(Given problem)
Reproduce the lines of the entries verbatim, starting with the line containing "Args: query, the phrase to segment: colorful" and going on through the end of the entries.

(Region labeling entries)
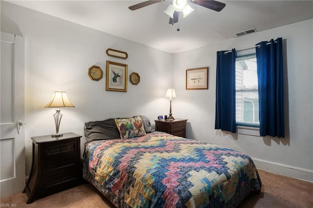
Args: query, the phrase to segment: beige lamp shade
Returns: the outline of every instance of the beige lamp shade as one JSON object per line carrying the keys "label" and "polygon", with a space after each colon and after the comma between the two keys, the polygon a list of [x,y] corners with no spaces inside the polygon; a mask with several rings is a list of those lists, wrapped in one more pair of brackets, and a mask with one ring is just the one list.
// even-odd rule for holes
{"label": "beige lamp shade", "polygon": [[63,91],[56,91],[53,93],[52,98],[45,107],[75,107],[69,101],[67,93]]}
{"label": "beige lamp shade", "polygon": [[165,97],[167,98],[176,98],[175,90],[174,89],[167,89]]}

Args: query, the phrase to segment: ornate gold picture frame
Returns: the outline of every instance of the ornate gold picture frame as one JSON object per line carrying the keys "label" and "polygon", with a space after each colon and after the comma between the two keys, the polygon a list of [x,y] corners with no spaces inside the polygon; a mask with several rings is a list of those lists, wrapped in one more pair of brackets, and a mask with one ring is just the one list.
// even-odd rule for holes
{"label": "ornate gold picture frame", "polygon": [[106,90],[127,92],[128,65],[107,61]]}
{"label": "ornate gold picture frame", "polygon": [[209,67],[186,70],[186,89],[208,89]]}

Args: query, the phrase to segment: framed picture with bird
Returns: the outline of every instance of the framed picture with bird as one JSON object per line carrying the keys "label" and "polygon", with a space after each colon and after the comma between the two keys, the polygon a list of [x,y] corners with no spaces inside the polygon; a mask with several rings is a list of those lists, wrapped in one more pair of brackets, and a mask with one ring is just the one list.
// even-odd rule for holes
{"label": "framed picture with bird", "polygon": [[127,92],[127,66],[107,61],[106,90]]}

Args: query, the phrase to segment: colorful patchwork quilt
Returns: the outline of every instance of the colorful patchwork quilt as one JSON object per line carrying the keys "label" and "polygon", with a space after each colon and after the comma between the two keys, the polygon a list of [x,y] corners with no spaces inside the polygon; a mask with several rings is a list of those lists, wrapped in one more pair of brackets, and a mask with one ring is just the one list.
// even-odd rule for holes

(Right answer)
Args: query, the phrase to segment: colorful patchwork quilt
Returns: the outline of every instance of the colorful patchwork quilt as one JSON object per line carrying the keys "label" and "polygon", with a space after each colon and after the comma between the two keys, the polygon a list of [x,y] corners with no spaces inside the polygon; a mask with several rings is a list of those lists, wrapped in one more pair of brackets, and a mask with one ring is just the one list.
// even-odd rule for holes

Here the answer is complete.